But the team did clearly show that this rudimentary form of echolocation is pretty primitive. That is, it’s not great. The bats could detect and land on a flat solid surface that was one meter squared, but they struggled to detect smaller objects and they helplessly crashed into thin wires.

So, in summary, to navigate the pitch-black total darkness of caves, bats have evolved at least three different kinds of echolocation: wing-clicking (bad), tongue-clicking (good), and vocalizing (great).

There is one fact, however, that is a bit inconsistent with my simple story that caves created the necessity for the evolution of bat echolocation. Only the Dawn bat, one of the three wing-clicking bats that Boonman and his team discovered, was a cave dweller. It was the most frequent clicker and the best performer. But the other two species roost in foliage. What does that mean? I’m not sure. It’s still unclear how many kinds of Old Fruit bats can echolocate with their wings. One possibility is that all Old World fruit bats can echolocate with their wings, and that some of them later developed this ability further to varying degrees. Once a bat could do this well, it might be much easier to start echolocating using its mouth, because it’s already able to process the echoes. Boonman and his coauthors point out that primitive echolocation is more easily “evolve-able” than we once thought; it only requires that animals make some kind of sound (like clicks or squeaks) and then can make some sense of the echoes. So even though not all bats have sophisticated echolocation, perhaps many or all have rudimentary echolocation? After Boonman’s recent work, we may have to re-evaluate the whole evolutionary history of echolocation.

Echolocation for all (even humans)

Boonman and Yovel also pointed out that many mammals can probably be trained to echolocate. Humans are a prime example. Indeed, many blind people have learned the ability to echolocate to get around and do all sorts of useful things. Ben Underwood was a blind kid without eyes who could echolocate well enough to ride a bike and shoot a basketball into a hoop. Look it up on Youtube and have your mind blown. Daniel Kish is a blind echolocator who teaches echolocation to other blind people. He started a non-profit called World Access for the Blind and has teamed with researchers studying human echolocation who claim that in just 2 hours a day for 2 weeks a student can learn to detect large objects using tongue clicks, and in another two weeks, they can discriminate trees from walls.

So there you have it. If you ever want to have the ultimate backup to your headlamp, just remember that you can always train yourself to echolocate so you can tongue-click, hand-clap, or yelp your way through a cave without a light. But it might still take a few million years of living and evolving in the darkness before humans can reach bat-level and hear the soft echoes reflecting off a moth or a spider web.

GIVEN DATA:
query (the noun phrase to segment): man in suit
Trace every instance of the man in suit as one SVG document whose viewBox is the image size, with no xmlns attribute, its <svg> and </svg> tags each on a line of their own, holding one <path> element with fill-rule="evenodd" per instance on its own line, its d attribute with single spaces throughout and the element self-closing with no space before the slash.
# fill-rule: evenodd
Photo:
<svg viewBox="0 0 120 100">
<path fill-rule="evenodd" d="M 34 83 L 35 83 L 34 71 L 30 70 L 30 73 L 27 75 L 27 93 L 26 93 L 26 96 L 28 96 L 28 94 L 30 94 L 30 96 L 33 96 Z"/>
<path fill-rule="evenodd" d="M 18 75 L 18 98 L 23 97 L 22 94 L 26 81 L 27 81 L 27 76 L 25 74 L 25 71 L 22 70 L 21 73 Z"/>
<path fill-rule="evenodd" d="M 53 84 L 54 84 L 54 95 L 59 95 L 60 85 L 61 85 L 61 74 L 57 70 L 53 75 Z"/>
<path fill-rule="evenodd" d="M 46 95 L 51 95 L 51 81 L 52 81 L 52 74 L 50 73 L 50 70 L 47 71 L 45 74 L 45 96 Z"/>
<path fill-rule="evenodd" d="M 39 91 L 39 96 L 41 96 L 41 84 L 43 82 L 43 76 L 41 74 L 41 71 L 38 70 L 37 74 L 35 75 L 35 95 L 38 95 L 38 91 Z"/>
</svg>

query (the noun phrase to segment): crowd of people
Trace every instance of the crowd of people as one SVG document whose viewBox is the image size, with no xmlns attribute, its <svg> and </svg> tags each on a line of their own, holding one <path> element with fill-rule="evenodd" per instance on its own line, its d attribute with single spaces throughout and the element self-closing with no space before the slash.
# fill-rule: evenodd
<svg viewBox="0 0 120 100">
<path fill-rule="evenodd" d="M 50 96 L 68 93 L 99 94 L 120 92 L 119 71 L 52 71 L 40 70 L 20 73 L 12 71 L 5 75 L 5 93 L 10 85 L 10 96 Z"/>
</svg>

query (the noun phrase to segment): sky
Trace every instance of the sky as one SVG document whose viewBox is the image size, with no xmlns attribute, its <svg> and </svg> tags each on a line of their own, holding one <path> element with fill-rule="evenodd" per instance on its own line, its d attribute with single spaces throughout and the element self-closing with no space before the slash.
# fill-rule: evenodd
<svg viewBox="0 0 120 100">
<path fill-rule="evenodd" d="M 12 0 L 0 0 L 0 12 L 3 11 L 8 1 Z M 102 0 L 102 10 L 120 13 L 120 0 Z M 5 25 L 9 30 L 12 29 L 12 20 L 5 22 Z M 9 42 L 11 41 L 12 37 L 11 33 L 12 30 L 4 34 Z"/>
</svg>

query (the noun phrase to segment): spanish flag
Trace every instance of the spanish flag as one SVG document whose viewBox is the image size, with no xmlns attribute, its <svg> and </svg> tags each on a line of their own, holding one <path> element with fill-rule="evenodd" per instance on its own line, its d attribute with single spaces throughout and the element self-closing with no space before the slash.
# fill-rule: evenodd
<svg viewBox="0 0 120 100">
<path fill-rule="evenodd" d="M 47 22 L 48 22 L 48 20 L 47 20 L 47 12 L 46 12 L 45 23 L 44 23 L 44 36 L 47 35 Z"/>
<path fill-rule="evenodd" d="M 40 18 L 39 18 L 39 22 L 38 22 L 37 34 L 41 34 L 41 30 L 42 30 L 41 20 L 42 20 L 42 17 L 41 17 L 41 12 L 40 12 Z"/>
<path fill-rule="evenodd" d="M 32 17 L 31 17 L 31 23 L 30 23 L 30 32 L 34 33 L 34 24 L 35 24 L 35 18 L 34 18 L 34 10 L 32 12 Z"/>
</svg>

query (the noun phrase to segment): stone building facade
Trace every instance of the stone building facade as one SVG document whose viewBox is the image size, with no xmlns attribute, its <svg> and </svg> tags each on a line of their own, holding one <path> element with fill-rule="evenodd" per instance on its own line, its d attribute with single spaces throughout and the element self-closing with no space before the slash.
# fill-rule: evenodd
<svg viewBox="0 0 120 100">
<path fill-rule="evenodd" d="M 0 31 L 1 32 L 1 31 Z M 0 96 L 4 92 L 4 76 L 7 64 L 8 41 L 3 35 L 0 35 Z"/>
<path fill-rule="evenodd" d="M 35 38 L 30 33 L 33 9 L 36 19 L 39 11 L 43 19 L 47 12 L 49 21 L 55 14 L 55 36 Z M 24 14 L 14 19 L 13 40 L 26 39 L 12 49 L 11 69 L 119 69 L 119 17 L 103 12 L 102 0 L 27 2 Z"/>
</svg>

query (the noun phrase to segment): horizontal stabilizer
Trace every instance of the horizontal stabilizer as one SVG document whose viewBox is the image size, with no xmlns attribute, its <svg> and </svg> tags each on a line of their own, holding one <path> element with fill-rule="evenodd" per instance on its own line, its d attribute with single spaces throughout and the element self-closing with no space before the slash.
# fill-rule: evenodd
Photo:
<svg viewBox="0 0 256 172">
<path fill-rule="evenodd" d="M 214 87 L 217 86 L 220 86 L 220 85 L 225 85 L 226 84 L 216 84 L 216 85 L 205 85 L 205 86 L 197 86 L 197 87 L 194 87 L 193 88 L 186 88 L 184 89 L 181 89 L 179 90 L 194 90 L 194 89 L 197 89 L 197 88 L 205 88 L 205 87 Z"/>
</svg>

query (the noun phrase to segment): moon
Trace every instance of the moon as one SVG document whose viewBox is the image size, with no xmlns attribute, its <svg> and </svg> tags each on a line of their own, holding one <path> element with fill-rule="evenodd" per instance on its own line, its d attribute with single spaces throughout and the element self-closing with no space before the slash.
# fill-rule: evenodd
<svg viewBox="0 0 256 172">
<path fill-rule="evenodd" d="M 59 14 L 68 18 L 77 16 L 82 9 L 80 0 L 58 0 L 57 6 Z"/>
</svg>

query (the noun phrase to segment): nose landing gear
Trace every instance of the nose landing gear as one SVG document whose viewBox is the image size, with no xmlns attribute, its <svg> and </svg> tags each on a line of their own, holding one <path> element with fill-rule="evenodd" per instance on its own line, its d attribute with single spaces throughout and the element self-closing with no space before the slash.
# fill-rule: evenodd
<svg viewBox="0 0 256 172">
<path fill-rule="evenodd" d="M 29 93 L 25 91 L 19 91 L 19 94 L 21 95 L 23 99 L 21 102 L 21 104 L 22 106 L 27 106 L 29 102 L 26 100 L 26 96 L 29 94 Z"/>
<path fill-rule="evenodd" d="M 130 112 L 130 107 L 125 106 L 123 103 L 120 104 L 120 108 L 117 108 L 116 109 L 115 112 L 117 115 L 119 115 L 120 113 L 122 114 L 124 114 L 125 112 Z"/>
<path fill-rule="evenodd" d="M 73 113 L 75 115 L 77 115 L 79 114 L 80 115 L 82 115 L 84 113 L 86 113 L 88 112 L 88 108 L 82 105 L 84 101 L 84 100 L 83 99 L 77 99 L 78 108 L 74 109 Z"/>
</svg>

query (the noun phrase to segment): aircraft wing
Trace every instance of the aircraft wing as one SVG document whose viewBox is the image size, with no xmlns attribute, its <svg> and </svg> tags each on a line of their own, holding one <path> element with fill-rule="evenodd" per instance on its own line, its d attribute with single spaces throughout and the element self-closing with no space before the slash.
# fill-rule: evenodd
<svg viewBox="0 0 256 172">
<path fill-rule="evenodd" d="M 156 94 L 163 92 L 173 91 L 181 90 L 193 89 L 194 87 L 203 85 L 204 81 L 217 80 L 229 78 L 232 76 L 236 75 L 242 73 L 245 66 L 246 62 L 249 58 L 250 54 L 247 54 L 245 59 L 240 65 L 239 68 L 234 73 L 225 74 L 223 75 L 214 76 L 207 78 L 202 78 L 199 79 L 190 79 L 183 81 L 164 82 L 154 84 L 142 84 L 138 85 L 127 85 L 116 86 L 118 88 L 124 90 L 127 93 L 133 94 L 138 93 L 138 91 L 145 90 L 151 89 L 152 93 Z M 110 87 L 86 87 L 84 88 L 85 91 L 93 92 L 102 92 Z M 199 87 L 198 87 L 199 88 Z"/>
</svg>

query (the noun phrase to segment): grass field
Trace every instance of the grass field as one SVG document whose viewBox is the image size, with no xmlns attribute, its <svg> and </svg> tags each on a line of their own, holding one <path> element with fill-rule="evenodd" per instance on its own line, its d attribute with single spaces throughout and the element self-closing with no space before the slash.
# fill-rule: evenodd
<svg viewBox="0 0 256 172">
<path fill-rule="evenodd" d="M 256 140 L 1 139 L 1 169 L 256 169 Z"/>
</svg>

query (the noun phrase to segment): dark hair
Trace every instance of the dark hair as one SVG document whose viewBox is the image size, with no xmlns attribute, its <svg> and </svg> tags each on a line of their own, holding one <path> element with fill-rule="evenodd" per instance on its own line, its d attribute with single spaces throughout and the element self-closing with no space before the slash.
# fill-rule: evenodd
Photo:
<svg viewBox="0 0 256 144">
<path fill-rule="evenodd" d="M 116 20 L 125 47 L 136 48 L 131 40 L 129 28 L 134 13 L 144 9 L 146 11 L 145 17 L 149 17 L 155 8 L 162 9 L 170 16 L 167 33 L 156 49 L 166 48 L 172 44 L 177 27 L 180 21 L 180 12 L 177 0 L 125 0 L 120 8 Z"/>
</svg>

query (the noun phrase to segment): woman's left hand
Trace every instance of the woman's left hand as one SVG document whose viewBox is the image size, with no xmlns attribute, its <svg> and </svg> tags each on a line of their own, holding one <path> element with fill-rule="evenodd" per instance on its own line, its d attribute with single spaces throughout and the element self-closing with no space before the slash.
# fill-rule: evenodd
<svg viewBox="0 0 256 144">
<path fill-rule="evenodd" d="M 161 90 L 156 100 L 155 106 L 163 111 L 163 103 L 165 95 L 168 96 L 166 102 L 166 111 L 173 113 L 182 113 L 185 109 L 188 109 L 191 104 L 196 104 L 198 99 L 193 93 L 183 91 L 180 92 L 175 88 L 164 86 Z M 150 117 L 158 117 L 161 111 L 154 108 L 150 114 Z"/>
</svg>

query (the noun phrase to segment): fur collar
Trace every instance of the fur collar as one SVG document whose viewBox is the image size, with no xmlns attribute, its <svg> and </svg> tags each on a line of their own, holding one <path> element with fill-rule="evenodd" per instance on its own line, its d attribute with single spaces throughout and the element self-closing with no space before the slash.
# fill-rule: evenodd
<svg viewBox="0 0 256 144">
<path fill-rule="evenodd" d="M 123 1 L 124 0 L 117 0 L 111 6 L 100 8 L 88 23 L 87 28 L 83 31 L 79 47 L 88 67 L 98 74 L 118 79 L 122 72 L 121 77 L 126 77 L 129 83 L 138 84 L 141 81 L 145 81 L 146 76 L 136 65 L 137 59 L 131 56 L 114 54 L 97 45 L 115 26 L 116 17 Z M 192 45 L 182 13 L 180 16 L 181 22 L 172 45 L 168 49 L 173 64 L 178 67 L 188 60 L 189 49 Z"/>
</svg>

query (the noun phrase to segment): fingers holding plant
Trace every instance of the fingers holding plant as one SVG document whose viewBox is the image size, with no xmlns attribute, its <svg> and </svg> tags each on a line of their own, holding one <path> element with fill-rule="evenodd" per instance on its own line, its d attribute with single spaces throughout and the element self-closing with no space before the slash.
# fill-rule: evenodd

PROBLEM 1:
From the bat echolocation text, write out the passage that begins at the words "Boonman and Yovel" and stops after the words "trees from walls.".
PROBLEM 2:
According to the bat echolocation text, why might a bat that already echolocates well with its wings find it much easier to start echolocating with its mouth? Answer in one to three sentences.

EXERCISE OUTPUT 1:
Boonman and Yovel also pointed out that many mammals can probably be trained to echolocate. Humans are a prime example. Indeed, many blind people have learned the ability to echolocate to get around and do all sorts of useful things. Ben Underwood was a blind kid without eyes who could echolocate well enough to ride a bike and shoot a basketball into a hoop. Look it up on Youtube and have your mind blown. Daniel Kish is a blind echolocator who teaches echolocation to other blind people. He started a non-profit called World Access for the Blind and has teamed with researchers studying human echolocation who claim that in just 2 hours a day for 2 weeks a student can learn to detect large objects using tongue clicks, and in another two weeks, they can discriminate trees from walls.

EXERCISE OUTPUT 2:
Such a bat is already able to process the echoes. That would make it much easier to begin echolocating with its mouth.